[Task instructions]: Line by line, return everything in the listing exactly.

[Exercise data]:
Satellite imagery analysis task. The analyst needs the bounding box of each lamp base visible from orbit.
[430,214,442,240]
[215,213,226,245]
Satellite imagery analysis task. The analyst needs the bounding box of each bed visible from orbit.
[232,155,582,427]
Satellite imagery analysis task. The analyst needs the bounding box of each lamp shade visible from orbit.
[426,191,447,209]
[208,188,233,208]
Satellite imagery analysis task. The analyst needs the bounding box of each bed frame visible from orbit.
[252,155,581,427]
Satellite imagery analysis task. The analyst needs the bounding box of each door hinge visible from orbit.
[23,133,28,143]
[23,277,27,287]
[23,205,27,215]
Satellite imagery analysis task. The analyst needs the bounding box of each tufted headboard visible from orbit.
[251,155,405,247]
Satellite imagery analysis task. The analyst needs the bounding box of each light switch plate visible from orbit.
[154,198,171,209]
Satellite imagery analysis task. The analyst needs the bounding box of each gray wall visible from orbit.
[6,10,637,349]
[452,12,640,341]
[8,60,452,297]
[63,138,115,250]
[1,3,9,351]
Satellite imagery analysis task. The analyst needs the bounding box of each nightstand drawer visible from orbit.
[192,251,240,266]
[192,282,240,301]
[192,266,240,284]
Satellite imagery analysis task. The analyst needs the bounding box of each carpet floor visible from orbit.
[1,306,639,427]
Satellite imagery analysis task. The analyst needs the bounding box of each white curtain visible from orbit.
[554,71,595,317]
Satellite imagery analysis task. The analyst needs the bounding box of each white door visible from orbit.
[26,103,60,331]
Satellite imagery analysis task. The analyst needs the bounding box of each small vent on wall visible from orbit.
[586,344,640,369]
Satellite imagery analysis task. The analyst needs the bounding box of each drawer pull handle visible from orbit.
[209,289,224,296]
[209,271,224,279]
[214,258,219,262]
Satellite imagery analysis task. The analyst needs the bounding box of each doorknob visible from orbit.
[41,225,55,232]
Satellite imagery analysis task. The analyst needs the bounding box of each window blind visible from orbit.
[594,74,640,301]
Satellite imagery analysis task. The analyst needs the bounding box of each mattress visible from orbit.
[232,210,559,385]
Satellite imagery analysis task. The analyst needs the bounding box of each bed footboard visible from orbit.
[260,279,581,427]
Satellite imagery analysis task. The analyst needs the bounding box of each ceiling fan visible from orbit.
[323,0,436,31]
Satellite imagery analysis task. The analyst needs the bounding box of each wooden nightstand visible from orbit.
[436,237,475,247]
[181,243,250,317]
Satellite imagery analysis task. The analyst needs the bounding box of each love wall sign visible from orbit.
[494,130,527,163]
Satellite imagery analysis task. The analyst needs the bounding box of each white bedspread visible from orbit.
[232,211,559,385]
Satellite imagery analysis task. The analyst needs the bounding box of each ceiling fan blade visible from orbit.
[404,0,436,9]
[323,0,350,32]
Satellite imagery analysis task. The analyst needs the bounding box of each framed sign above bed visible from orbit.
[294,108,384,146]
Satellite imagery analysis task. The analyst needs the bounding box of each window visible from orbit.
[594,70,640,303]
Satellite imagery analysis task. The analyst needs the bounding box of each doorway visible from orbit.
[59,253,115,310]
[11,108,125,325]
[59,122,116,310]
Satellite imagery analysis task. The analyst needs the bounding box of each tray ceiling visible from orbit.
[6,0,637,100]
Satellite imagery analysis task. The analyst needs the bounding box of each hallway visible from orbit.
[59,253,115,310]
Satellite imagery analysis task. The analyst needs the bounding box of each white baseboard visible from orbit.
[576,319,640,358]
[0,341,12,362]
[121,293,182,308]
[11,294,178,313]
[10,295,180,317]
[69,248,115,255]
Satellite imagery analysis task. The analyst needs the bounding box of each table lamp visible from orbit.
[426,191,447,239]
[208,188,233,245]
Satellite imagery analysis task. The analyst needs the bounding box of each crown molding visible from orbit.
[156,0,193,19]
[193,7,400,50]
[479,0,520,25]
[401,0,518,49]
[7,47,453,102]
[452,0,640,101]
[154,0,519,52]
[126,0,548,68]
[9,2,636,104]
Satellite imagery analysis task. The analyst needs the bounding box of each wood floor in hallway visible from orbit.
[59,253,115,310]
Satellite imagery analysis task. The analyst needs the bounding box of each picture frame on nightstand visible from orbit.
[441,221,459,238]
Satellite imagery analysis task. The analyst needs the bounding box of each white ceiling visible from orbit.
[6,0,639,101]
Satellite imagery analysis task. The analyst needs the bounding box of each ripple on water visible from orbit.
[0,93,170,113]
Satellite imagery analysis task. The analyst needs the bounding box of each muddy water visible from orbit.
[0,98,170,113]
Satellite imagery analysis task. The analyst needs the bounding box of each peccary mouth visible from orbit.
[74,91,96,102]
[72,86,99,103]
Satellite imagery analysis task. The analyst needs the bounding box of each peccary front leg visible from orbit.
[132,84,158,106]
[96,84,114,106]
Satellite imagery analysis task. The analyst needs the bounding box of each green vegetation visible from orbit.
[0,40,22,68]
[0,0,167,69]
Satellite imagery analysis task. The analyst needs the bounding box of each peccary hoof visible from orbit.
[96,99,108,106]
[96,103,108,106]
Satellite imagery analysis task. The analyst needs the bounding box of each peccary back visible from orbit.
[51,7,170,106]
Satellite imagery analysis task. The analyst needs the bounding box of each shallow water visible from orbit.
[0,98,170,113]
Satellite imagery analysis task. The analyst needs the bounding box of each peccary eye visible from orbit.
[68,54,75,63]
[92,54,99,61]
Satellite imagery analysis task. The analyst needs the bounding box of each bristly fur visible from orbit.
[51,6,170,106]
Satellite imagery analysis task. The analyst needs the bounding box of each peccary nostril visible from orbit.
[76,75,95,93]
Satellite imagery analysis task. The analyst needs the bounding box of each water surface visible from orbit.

[Response for this exercise]:
Satellite imagery analysis task. The analyst needs the bounding box of each lamp base visible from orbit.
[430,214,442,240]
[215,213,226,245]
Satellite imagery analysis task. The analyst needs the bounding box of each bed visible from orbit.
[232,155,582,427]
Satellite imagery analysis task. The analyst needs the bounding box of each lamp shade visible from orbit.
[426,191,447,209]
[208,188,233,208]
Satellite imagery analysis task. The analyst needs the bounding box of each bed frame visible from orbit.
[252,155,581,427]
Satellite imagery analysis task. The analyst needs the bounding box of each door hinge visible from orbit.
[23,133,28,143]
[23,277,27,287]
[23,205,27,215]
Satellite imagery analysis task. The analyst needs the bounding box of each tufted headboard visible from orbit.
[251,155,405,247]
Satellite imagery analysis task. The analyst needs the bounding box of each light switch plate visible from orbit.
[154,198,171,209]
Satellite imagery analysis task. The analyst needs the bounding box of each gray wall visible from orbit.
[6,10,637,349]
[452,12,640,341]
[8,60,452,297]
[63,138,115,250]
[1,3,9,351]
Satellite imagery analysis task. The analyst needs the bounding box of each nightstand drawer visible from orbit.
[192,251,240,266]
[192,282,240,301]
[192,266,240,284]
Satellite imagery analysis task. The analyst needs the bounding box of each carpet floor visible from orbit.
[1,306,639,427]
Satellite imagery analysis task. The analyst needs the bounding box of each white curtain visible from orbit.
[554,71,595,317]
Satellite imagery analysis task. The analyst needs the bounding box of each white door visible from orbit.
[26,103,60,331]
Satellite imagery analysis task. The analyst needs the bounding box of each small vent on wall visible from orbit.
[586,344,640,369]
Satellite imagery analysis task. The analyst needs the bounding box of each drawer pull handle visible from orbit.
[209,289,224,296]
[209,271,224,279]
[214,258,219,262]
Satellite imagery analysis task. The analyst needs the bounding box of each doorknob visible from orbit.
[41,225,55,232]
Satellite imagery analysis task. The analyst needs the bounding box of each window blind visible from orbit.
[594,74,640,301]
Satellite imagery analysis task. The analyst needs the bounding box of each mattress visible from orbit.
[232,210,559,385]
Satellite imagery analysis task. The analyst needs the bounding box of each bed footboard visible from orbit.
[260,279,581,427]
Satellite imagery analysis task. The analyst needs the bounding box of each ceiling fan visible from orbit.
[323,0,436,31]
Satellite imagery analysis task. The analyst needs the bounding box of each wooden nightstand visible from orbit.
[436,237,475,247]
[181,243,250,317]
Satellite imagery analysis task. The analyst needs the bounding box of each love wall sign visible from orbit.
[494,130,527,163]
Satellite imagery analysis task. The analyst needs the bounding box of each white bedspread visible from orbit.
[232,211,559,385]
Satellite imagery analysis task. The analyst needs the bounding box of each ceiling fan blade visible from orbit.
[404,0,436,9]
[323,0,350,32]
Satellite imagery analysis task. The analyst needs the bounding box of each framed sign above bed visible from orbit.
[294,108,384,146]
Satellite imagery analysis task. The analyst needs the bounding box of each window visible from orbit.
[594,70,640,303]
Satellite imagery analysis task. The analyst needs the bounding box of each doorway visible from orbit.
[59,253,115,310]
[11,108,125,325]
[59,122,116,310]
Satellite imagery analysis task. The analyst needs the bounding box of each tray ceiling visible from orbit.
[6,0,637,100]
Satellite imagery analysis task. The analyst needs the bounding box of each hallway visible from orbit.
[59,253,115,310]
Satellite imagery analysis task. The analyst needs the bounding box of each white baseboard visible from orbit.
[576,319,640,358]
[0,341,12,362]
[121,293,182,308]
[11,294,178,313]
[10,295,180,317]
[69,248,115,255]
Satellite imagery analysis task. The analyst needs the bounding box of each table lamp visible from orbit.
[426,191,447,239]
[208,188,233,245]
Satellite imagery analysis task. The analyst needs the bounding box of each crown molding visible from orbit.
[156,0,193,19]
[193,7,400,50]
[479,0,520,25]
[401,0,518,49]
[7,47,453,102]
[452,0,640,101]
[154,0,519,52]
[126,0,548,68]
[9,2,636,104]
Satellite imagery analysis task. The analyst needs the bounding box of each wood floor in hallway visible from orbit.
[59,253,115,310]
Satellite imagery analysis task. The analyst needs the bounding box of each picture frame on nightstand visible from orbit.
[441,221,459,238]
Satellite imagery analysis task. The analyst needs the bounding box of each white ceiling visible from orbit.
[6,0,639,101]
Satellite imagery analysis task. The analyst needs the bounding box of each ripple on water visible from orbit.
[0,93,170,113]
Satellite imagery analysis task. The analyst needs the bounding box of each muddy water visible from orbit.
[0,98,170,113]
Satellite imagery analysis task. The analyst needs the bounding box of each peccary mouth visible from orbit.
[74,91,96,102]
[72,86,99,103]
Satellite imagery analysis task. The analyst needs the bounding box of each peccary front leg visible from orbit.
[132,84,158,106]
[96,84,114,106]
Satellite imagery analysis task. The analyst needs the bounding box of each green vegetation visible from orbit.
[0,40,22,68]
[0,0,167,69]
Satellite imagery analysis task. The analyst needs the bounding box of each peccary hoof visible from orbit.
[96,99,108,106]
[96,103,108,106]
Satellite imagery analysis task. The analyst needs the bounding box of each peccary back visible from orbit.
[51,7,170,106]
Satellite imagery analysis task. The analyst needs the bounding box of each shallow water visible from orbit.
[0,98,170,113]
Satellite imagery analysis task. The analyst needs the bounding box of each peccary eye visible from orbit.
[68,54,75,63]
[92,54,99,61]
Satellite imagery analysis task. The analyst needs the bounding box of each bristly fur visible from orbit.
[51,6,170,106]
Satellite imagery analysis task. The analyst needs the bounding box of each peccary nostril visible from orbit.
[76,75,95,93]
Satellite imagery analysis task. The analyst needs the bounding box of each water surface visible from orbit.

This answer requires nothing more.